/---

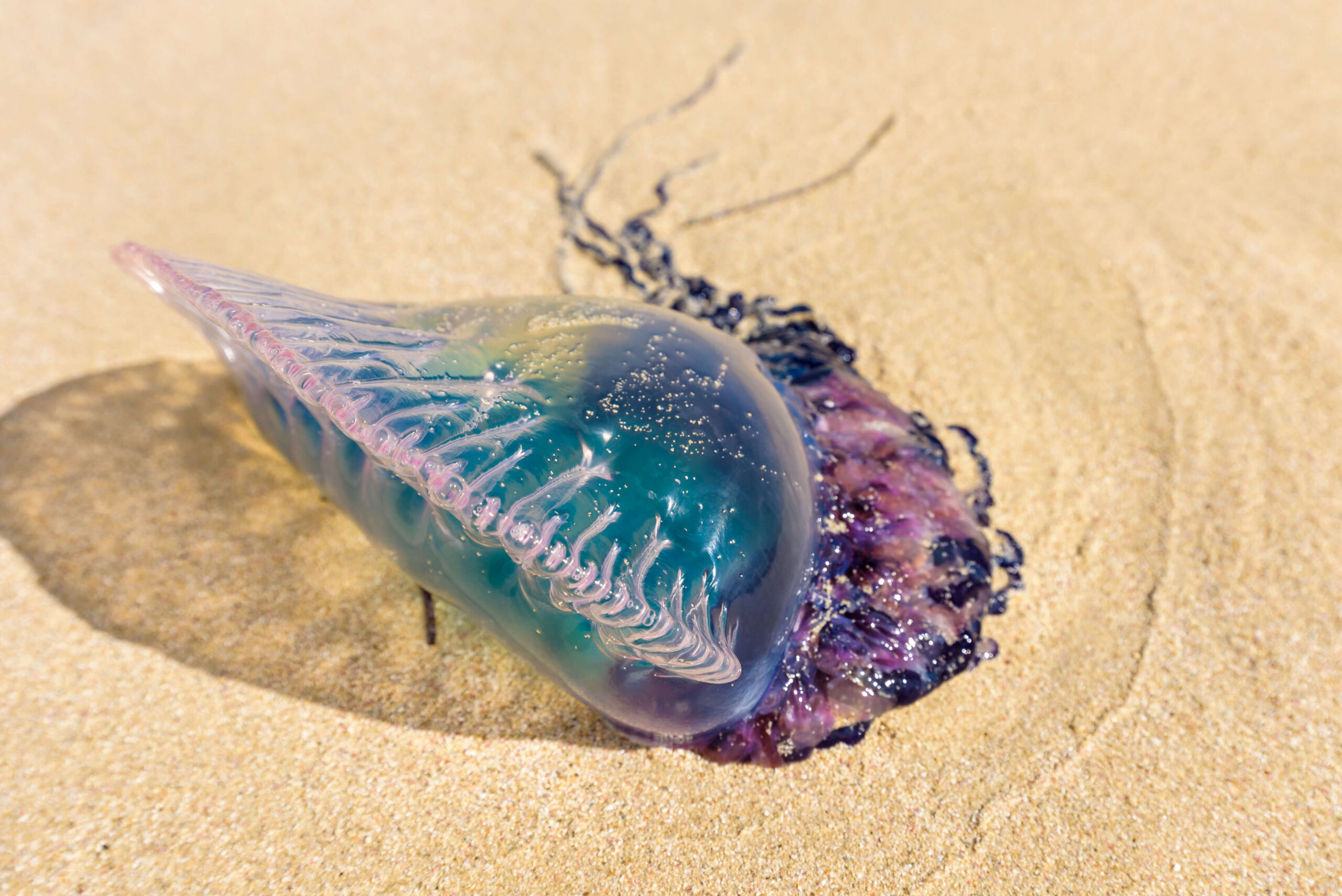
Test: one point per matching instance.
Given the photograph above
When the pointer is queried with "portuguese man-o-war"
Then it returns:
(691, 512)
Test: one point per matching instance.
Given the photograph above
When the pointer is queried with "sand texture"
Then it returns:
(1106, 236)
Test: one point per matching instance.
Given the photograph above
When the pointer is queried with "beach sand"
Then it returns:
(1106, 236)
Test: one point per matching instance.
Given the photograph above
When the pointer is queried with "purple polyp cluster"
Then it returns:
(902, 580)
(904, 572)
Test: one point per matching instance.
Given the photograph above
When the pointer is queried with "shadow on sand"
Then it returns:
(149, 505)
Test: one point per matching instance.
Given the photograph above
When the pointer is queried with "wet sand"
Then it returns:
(1109, 238)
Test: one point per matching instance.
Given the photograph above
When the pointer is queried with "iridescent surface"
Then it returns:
(622, 494)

\---

Activity: Check each line of the material for the word "with". Copy the ones that have it.

Written response:
When the pointer is queried with "portuguese man-o-war"
When the pointer is queried with "sand texture"
When the pointer is queried with "beach sand"
When the pointer is queried with "purple polyp cluster"
When the pointer is queried with "shadow on sand"
When the pointer is queried with "wet sand"
When the pointer is queried with "iridescent surface"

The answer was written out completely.